* [Records contained in a dataset]
───
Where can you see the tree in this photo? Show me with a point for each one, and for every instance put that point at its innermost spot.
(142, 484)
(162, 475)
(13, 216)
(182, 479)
───
* [Work item] Type out the entries again, word for word.

* [Exercise solution]
Where can you see the tree in this photo? Show me with a point for each one, and for every instance put that point at its innermost spot.
(142, 484)
(162, 475)
(13, 216)
(182, 479)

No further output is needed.